■ **EXERCISE**: Copy each entry below without changing a single character.
----
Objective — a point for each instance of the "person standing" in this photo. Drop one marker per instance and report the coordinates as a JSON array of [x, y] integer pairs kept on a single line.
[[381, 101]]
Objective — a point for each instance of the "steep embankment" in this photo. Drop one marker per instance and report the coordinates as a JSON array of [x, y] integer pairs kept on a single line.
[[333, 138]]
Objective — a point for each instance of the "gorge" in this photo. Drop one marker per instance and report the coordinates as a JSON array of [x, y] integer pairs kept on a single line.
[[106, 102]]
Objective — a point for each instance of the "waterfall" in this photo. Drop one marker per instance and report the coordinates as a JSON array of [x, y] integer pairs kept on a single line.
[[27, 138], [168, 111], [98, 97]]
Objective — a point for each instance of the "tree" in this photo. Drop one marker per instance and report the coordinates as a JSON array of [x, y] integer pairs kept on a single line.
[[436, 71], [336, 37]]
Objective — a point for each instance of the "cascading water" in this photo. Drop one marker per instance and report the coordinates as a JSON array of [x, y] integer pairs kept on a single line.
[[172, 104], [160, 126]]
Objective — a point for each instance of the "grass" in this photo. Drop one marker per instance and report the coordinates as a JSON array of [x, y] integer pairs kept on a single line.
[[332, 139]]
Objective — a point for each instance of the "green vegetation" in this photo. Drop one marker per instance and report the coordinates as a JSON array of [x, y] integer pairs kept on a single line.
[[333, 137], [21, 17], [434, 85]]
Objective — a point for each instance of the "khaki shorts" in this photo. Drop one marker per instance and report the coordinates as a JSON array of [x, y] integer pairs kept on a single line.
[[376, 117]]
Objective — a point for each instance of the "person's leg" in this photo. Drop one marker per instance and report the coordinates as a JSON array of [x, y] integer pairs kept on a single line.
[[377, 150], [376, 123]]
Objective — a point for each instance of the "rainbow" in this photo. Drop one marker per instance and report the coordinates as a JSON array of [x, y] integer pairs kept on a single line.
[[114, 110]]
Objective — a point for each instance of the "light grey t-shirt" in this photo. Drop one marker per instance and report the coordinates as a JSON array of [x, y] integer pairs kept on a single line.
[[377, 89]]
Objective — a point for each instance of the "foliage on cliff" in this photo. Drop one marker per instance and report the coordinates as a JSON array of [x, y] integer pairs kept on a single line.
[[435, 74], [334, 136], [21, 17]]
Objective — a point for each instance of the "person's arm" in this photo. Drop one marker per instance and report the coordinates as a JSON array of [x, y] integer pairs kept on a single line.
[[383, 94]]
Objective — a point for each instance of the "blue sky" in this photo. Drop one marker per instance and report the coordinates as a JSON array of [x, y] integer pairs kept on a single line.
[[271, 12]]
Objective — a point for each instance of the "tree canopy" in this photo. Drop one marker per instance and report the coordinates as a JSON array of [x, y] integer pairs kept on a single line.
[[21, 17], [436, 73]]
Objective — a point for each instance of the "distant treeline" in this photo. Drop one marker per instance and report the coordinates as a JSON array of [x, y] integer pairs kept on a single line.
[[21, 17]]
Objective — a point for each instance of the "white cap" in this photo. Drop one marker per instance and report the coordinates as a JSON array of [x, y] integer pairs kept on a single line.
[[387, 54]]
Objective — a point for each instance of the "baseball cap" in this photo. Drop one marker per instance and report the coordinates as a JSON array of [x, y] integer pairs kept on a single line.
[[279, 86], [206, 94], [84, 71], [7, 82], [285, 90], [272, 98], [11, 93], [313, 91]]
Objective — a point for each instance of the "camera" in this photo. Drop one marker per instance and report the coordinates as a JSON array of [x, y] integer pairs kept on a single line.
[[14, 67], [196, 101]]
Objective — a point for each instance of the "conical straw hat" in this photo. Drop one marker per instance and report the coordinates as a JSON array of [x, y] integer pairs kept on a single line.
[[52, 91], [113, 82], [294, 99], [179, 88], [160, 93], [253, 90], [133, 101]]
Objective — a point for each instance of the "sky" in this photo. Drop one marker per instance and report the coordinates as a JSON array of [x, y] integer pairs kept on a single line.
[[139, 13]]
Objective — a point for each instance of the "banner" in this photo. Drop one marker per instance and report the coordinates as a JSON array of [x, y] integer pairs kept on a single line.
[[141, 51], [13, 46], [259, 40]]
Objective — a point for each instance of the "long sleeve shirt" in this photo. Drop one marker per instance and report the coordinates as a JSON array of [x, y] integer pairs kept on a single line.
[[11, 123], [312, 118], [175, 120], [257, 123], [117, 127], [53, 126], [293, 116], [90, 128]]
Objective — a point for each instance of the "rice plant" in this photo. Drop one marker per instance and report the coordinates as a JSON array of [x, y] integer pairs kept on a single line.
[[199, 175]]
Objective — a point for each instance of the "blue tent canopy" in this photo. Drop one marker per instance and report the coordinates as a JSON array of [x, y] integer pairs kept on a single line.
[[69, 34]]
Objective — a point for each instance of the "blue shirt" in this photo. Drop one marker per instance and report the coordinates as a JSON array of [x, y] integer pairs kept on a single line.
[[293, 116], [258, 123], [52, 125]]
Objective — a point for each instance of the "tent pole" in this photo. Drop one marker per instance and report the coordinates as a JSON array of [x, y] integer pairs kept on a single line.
----
■ **FINAL ANSWER**:
Objective — a point for each instance of the "person standing" in this photo. Drop one marker per instance and report the coordinates as a JSON array of [x, y] integer pairs kept on a single line.
[[381, 101]]
Objective — a point for each instance of the "steep embankment" in this photo. Drop one marker per instance and report the coordinates as a JSON array of [x, y] integer pairs kept on a single line.
[[333, 138]]
Objective — a point for each instance of the "gorge" in this photo. Drop one marker per instance and report the coordinates as a JSON array of [x, y] integer pairs kept on a single line.
[[106, 102]]
Objective — a point for each instance of the "waterfall" in this photo. Drop one marker per instance and report the coordinates as a JSON array of [x, y] integer pairs kept on a single line.
[[27, 138], [168, 111], [98, 97]]
Objective — a point for each instance of the "tree" in this photo. Drop one marker per instance and report the coordinates as a JSON array of [x, y] integer pairs kept on a single line.
[[436, 71], [336, 37]]
Objective — a point for each instance of the "cascading water" in this photo. Drop one marker per instance and report the coordinates as a JSON array of [x, y] integer pairs kept on a single line.
[[172, 104], [160, 126]]
Objective — a point for each instance of the "grass" in this photo. Drop one marker per instance and report the coordinates as a JSON array of [x, y] integer pairs kept on a single line.
[[332, 139]]
Objective — a point for each instance of the "green vegetation" in this photo. Drop one marker per instance and report the coordinates as a JSON array of [x, y] integer pairs kept on a single line.
[[333, 137], [21, 17], [434, 85]]
Objective — a point for each instance of the "khaki shorts" in this photo. Drop one marker per instance and report the coordinates as a JSON array of [x, y] integer pairs kept on a single line.
[[376, 117]]
Objective — a point for each instance of the "person's leg" in this photo. Drop one marker per instance and report the coordinates as a JSON array of [x, y] integer pairs kept on a single line.
[[377, 150], [376, 123]]
Objective — a point for each instance of the "rainbow" in this photo. Drop one marker per instance and report the coordinates as a JSON array of [x, y] integer pairs kept on a single line.
[[114, 110]]
Objective — a point for each instance of the "light grey t-shirt" in this photo. Drop one marker per instance and report the coordinates as a JSON array of [x, y] integer pairs kept on a single line.
[[377, 89]]
Objective — a point for each instance of the "foliage on cliff" in this photo. Drop one marker per instance and report the coordinates as a JSON array of [x, y] integer pairs kept on a single line.
[[435, 74], [334, 136], [21, 17]]
Objective — a point for each instance of the "person's arm" in this photo. Drop one marker per instance and report the coordinates as a JSON array of [x, y] integer pairs kept on a single line.
[[383, 94]]
Objective — a point for each instance of the "blue sky" in this photo. Drop one marker per instance and report the coordinates as a JSON array of [x, y] integer pairs kept on a single line.
[[271, 12]]
Objective — a point for each instance of the "tree canopy" in this photo. Drop one marker per instance and report the coordinates as a JSON array of [x, y] integer pairs kept on a single line.
[[21, 17], [436, 73]]
Objective — a point for each instance of the "distant treeline" in this photo. Drop one marker per instance and report the coordinates as a JSON array of [x, y] integer pairs kept on a single line.
[[21, 17]]
Objective — a point for each instance of the "white cap" in this photo. Drop one marker per instance and report the coordinates as a JSON array of [x, y] integer pairs kept on a single line.
[[387, 54]]
Objective — a point for each instance of the "baseball cap" in this photo. Drop one marker per instance and report the coordinates as a JSON array of [x, y] integer pairs kept on a single line.
[[279, 86], [206, 94], [84, 71], [7, 82], [285, 90], [272, 98], [11, 93], [313, 91]]
Objective — a point for each instance of the "camera" in this photo. Drop one marker per instance and report the coordinates as a JSON array of [x, y] integer pairs kept on a single line.
[[14, 67], [196, 101]]
Objective — a point for each instance of the "conical straw hat" in this photo. Drop one marker per instance and report the coordinates as a JSON array of [x, y] integer pairs kept on a single line.
[[52, 91], [113, 82], [294, 99], [179, 88], [160, 93], [253, 90], [133, 101]]
Objective — a point for each instance of the "sky" in this photo. Drop one marker per instance and report the coordinates as a JSON array of [x, y] integer pairs kept on a single line.
[[139, 13]]
Objective — a point for each instance of the "banner" in this photo. Drop one marker per instance and report the coordinates as a JSON array of [x, y] integer pairs kept on a single line.
[[141, 51], [13, 46], [259, 40]]
Objective — a point for each instance of the "long sleeve shirt" in this photo. Drop one marker per instance and report the coordinates as a JSON array of [x, y] integer pairs kept on a single line.
[[11, 123], [312, 118], [175, 120], [257, 123], [117, 127], [53, 126], [293, 116], [90, 128]]
Objective — a point for each instance of the "rice plant" in this photo. Drop one marker per instance and report the coordinates as a JSON array of [x, y] integer pairs kept on a single line.
[[199, 175]]
Objective — a point for each instance of the "blue tent canopy" in this photo. Drop one marker per instance and report the coordinates as a JSON array of [x, y] integer pairs kept on a single line.
[[69, 34]]
Objective — a point for each instance of the "blue shirt" in this photo. Drop one marker per instance and report the coordinates as a JSON array of [x, y] integer pairs kept on a single line.
[[293, 116], [258, 123], [52, 125]]
Objective — a point for each instance of the "tent pole" in this photo. Drop one marker per instance and report the coordinates as a JSON array of [x, y] integer pairs kept on a single line.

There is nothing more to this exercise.